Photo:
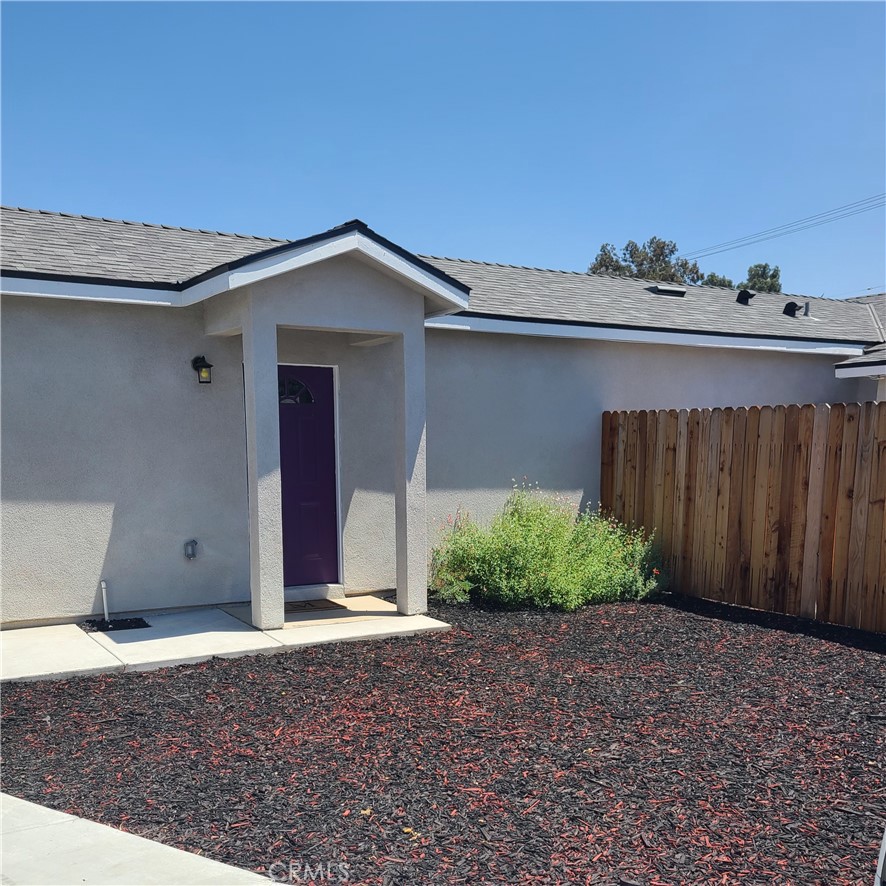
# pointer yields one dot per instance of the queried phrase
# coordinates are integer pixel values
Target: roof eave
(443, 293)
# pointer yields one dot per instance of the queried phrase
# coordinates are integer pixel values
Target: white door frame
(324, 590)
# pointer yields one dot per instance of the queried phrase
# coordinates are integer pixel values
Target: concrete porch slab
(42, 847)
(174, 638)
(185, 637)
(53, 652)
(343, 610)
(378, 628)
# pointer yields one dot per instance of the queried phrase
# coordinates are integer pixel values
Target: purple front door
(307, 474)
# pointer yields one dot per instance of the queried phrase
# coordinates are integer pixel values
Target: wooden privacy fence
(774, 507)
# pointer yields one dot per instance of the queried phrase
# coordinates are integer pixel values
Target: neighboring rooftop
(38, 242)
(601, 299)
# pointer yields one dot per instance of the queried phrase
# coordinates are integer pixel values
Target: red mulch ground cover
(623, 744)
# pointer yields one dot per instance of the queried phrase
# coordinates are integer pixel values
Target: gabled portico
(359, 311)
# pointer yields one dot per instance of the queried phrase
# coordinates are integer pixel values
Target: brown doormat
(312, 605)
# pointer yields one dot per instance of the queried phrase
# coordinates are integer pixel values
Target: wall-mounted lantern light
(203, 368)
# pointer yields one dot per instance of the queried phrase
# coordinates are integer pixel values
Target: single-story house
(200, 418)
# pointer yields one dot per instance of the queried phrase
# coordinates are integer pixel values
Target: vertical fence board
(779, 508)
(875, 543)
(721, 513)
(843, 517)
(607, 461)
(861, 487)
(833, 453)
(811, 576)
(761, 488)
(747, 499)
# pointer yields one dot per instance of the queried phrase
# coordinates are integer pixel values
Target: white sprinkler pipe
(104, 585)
...
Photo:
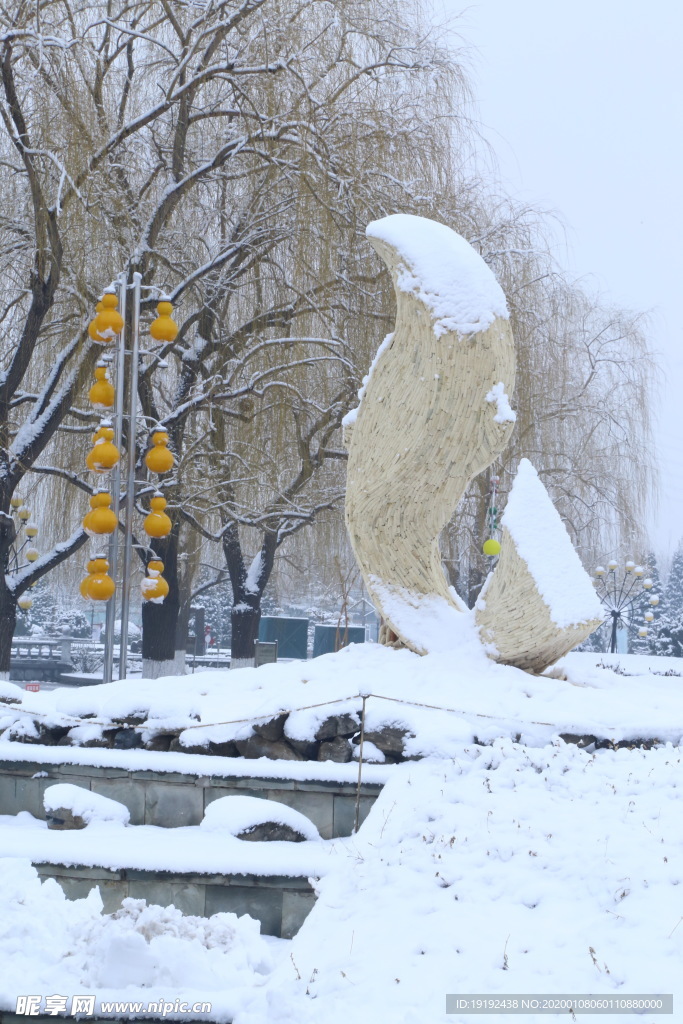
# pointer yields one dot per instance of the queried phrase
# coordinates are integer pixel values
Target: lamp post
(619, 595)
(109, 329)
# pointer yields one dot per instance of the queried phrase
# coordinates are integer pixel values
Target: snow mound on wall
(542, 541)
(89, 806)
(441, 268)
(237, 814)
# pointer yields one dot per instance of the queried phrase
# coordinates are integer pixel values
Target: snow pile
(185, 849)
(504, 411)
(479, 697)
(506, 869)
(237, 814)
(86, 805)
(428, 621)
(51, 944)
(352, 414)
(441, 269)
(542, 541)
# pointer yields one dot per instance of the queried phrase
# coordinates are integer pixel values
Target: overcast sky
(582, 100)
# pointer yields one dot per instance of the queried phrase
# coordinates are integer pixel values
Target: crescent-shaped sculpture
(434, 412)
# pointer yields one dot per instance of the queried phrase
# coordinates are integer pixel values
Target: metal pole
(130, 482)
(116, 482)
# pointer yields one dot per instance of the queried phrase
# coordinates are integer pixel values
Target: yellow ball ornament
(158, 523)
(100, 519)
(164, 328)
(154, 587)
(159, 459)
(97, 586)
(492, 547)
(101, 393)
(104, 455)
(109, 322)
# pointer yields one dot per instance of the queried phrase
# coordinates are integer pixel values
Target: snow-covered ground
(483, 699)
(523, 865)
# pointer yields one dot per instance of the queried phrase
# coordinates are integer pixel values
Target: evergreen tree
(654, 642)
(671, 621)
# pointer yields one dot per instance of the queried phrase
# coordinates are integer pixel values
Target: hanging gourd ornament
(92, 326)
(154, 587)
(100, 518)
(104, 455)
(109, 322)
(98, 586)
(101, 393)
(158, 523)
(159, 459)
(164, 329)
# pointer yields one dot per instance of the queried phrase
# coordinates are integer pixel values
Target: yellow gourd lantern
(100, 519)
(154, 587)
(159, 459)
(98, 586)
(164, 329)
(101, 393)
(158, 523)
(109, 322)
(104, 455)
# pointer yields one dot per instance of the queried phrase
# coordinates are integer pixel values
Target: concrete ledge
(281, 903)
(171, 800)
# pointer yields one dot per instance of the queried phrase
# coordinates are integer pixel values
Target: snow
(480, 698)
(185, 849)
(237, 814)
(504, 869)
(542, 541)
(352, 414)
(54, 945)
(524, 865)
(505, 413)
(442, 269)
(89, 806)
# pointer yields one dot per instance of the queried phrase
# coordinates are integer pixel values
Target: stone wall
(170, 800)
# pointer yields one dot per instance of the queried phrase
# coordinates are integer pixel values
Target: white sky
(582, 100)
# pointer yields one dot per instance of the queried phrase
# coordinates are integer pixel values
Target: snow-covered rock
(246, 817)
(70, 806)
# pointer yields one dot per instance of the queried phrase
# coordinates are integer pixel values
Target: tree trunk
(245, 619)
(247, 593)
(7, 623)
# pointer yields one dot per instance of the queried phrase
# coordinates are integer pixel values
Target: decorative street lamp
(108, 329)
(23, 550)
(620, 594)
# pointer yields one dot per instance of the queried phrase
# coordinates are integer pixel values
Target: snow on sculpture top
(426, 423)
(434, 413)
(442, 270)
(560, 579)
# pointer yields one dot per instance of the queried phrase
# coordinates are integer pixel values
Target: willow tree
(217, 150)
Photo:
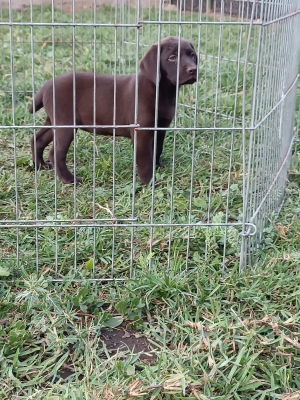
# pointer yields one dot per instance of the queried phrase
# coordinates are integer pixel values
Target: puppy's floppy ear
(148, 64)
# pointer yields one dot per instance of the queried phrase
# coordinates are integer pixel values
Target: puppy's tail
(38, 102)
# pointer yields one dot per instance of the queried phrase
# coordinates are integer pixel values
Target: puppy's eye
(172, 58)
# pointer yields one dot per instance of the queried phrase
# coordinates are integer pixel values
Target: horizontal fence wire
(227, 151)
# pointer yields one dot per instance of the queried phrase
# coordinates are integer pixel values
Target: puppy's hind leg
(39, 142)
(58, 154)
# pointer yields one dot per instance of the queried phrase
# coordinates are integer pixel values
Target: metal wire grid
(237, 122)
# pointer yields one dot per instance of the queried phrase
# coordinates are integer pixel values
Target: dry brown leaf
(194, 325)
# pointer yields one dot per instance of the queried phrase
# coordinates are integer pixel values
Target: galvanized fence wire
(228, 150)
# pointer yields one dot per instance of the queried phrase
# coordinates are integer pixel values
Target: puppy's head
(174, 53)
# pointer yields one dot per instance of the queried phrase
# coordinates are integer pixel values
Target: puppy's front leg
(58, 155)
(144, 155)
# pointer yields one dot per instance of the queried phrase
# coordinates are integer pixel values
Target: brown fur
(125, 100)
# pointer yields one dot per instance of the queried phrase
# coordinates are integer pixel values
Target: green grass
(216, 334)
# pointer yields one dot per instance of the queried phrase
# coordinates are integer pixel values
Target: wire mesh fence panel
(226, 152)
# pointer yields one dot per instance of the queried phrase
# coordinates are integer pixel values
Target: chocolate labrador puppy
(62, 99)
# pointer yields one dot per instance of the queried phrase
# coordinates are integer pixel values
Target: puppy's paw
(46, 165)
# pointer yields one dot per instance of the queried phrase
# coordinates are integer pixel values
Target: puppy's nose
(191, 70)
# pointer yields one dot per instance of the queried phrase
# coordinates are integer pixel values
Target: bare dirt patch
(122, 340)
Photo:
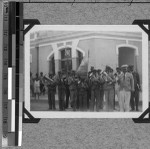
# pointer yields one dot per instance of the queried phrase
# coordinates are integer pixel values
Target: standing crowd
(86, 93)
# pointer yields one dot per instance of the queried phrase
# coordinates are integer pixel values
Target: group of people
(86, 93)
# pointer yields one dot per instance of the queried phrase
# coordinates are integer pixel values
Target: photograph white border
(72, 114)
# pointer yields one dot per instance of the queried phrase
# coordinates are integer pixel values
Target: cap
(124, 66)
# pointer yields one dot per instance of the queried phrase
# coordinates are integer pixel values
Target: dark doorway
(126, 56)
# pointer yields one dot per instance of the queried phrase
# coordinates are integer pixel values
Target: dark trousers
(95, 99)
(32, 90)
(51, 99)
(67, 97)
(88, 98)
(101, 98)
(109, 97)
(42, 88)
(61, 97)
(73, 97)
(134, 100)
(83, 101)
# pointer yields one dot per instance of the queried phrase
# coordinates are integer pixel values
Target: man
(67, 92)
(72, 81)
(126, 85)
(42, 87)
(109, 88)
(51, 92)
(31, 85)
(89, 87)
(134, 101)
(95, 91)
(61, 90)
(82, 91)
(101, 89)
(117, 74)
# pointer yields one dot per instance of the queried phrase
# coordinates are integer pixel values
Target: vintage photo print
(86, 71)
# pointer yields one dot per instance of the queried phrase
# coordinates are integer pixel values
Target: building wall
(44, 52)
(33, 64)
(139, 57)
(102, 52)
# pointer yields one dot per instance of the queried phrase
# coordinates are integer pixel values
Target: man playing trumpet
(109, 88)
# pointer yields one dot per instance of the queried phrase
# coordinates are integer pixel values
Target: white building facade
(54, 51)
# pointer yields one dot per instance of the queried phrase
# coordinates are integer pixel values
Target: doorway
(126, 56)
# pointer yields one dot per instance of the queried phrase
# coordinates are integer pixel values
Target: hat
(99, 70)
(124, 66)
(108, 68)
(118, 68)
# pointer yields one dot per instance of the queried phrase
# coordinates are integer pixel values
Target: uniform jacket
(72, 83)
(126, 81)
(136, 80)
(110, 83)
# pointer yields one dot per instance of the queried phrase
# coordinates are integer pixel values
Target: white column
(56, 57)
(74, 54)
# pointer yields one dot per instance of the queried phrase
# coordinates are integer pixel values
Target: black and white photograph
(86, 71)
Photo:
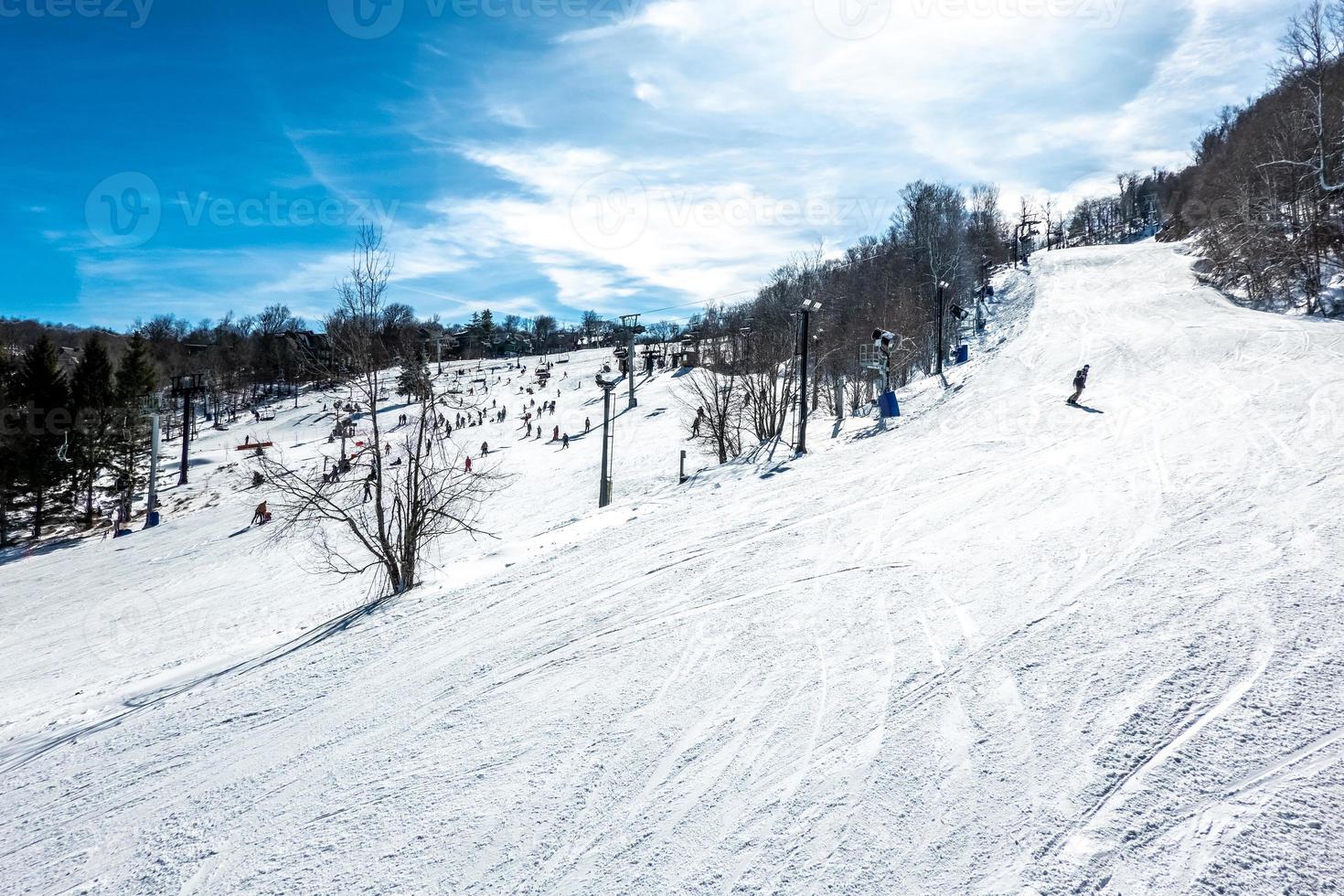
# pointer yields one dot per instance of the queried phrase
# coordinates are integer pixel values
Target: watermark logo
...
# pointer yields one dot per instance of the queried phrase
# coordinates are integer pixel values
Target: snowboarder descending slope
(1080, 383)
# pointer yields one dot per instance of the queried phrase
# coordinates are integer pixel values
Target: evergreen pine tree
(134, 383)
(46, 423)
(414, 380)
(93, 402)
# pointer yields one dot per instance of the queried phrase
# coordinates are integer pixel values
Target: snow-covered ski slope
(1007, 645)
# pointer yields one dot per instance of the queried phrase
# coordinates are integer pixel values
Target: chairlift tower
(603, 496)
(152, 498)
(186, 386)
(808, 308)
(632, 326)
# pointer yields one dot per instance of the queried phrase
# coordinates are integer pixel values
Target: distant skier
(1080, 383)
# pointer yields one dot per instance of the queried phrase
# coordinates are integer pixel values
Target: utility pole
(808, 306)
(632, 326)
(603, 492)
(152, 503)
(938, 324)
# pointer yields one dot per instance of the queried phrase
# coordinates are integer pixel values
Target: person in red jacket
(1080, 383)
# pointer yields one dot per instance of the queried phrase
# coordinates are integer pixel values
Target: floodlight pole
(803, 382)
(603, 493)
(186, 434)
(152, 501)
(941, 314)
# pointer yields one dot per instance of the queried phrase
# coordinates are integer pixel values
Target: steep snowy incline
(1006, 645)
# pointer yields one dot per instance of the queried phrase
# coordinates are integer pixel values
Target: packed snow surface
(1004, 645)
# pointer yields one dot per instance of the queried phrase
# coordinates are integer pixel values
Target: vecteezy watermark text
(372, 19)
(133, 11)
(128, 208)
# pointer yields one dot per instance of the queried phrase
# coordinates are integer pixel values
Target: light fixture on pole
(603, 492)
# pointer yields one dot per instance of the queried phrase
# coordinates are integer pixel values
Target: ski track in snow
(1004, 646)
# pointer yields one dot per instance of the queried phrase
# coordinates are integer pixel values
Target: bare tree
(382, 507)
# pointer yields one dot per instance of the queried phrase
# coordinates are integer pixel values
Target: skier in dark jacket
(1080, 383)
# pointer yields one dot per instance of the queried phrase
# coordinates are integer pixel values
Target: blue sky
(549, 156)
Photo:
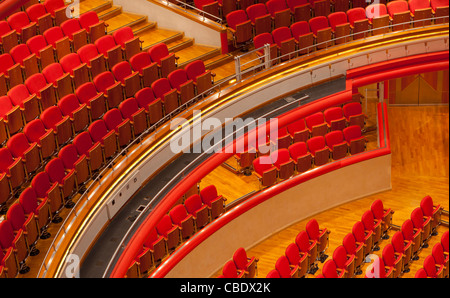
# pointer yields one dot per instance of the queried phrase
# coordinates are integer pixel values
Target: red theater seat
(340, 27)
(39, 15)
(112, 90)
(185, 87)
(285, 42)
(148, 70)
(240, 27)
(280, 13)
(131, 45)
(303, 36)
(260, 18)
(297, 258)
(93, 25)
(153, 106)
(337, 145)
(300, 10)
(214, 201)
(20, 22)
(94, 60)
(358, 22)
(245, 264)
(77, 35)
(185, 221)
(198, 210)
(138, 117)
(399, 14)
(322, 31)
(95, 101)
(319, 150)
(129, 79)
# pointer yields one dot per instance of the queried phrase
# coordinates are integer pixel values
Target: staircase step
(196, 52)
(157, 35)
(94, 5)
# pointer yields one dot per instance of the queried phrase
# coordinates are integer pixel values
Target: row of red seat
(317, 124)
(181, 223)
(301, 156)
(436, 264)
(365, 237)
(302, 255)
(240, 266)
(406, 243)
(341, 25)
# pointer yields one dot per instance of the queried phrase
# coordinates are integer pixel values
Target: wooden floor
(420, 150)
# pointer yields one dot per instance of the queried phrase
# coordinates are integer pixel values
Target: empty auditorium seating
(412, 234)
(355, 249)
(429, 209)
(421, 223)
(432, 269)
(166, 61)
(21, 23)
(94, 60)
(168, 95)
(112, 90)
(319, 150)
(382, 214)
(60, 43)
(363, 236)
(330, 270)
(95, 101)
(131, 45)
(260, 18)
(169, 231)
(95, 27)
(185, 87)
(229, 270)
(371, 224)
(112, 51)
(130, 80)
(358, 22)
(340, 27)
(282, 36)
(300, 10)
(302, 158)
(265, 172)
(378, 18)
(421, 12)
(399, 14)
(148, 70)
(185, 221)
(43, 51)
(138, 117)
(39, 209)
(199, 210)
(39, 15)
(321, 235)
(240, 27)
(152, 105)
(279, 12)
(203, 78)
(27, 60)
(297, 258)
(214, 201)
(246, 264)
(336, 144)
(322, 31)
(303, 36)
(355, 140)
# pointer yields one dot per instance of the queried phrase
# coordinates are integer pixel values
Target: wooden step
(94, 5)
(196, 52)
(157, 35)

**TASK OBJECTIVE:** Tally the rows above that contain the string "pole". Reply with the count alone.

**EXPECTED OUTPUT:** 4